Short exercise:
Turn the lines below into a numbered list, omitting any blank lines and leaving out the pictures.

Rows:
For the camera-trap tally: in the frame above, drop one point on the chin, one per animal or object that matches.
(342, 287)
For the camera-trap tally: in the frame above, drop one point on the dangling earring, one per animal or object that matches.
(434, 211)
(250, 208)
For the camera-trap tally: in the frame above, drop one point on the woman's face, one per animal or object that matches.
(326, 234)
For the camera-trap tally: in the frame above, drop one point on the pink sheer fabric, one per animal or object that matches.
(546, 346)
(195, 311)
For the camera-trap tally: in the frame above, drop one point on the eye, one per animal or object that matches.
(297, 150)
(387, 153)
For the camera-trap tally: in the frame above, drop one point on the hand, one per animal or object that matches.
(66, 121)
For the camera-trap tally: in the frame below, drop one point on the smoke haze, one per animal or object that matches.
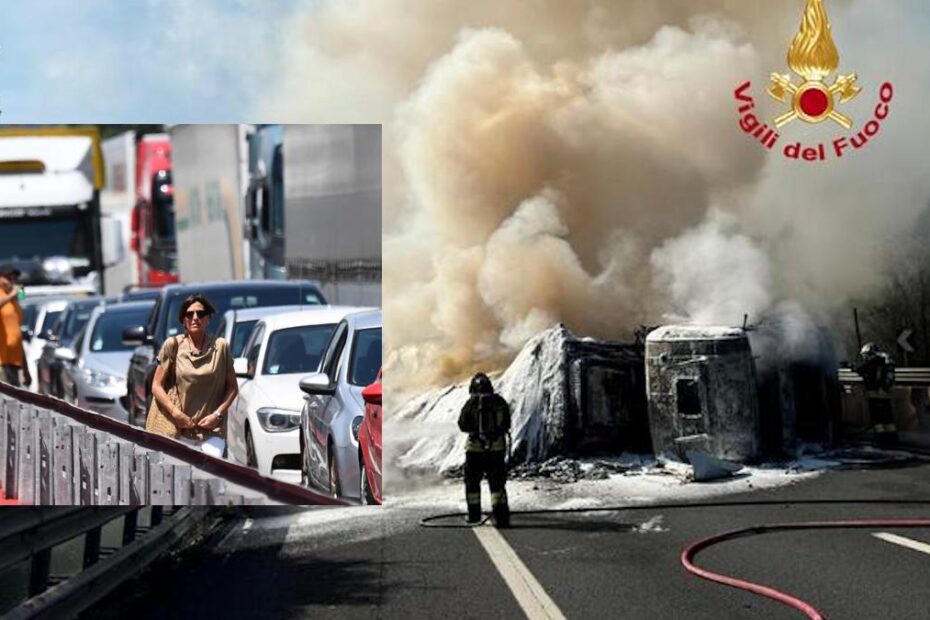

Response:
1. For the camera-trap tally: in the frame above, drop one point on the chin, one per animal or object that matches.
2. (342, 287)
3. For the camera-trap tally: in the frame above, drop one point on the dangling earring, one per animal or object that matches.
4. (434, 211)
5. (250, 208)
6. For the camera-trap tally: in the frame above, drop one point on the woman's face, one per animal or object that matches.
7. (326, 234)
8. For the camera-trap tally: in the frame above, drop one point on the pink sheer fabric, one per animal or object that matches.
9. (546, 346)
10. (195, 311)
11. For the camera-trap tally: in the frame above, drop one point on the eye, one per animal or object that matches.
12. (297, 150)
13. (387, 153)
14. For the camera-trap tally: in the frame above, drop one point on the hand, one per animal or object that matches.
15. (66, 121)
16. For the camera-trap tally: in the frame below, drop one point on the smoke haze, one per animal or object that matches.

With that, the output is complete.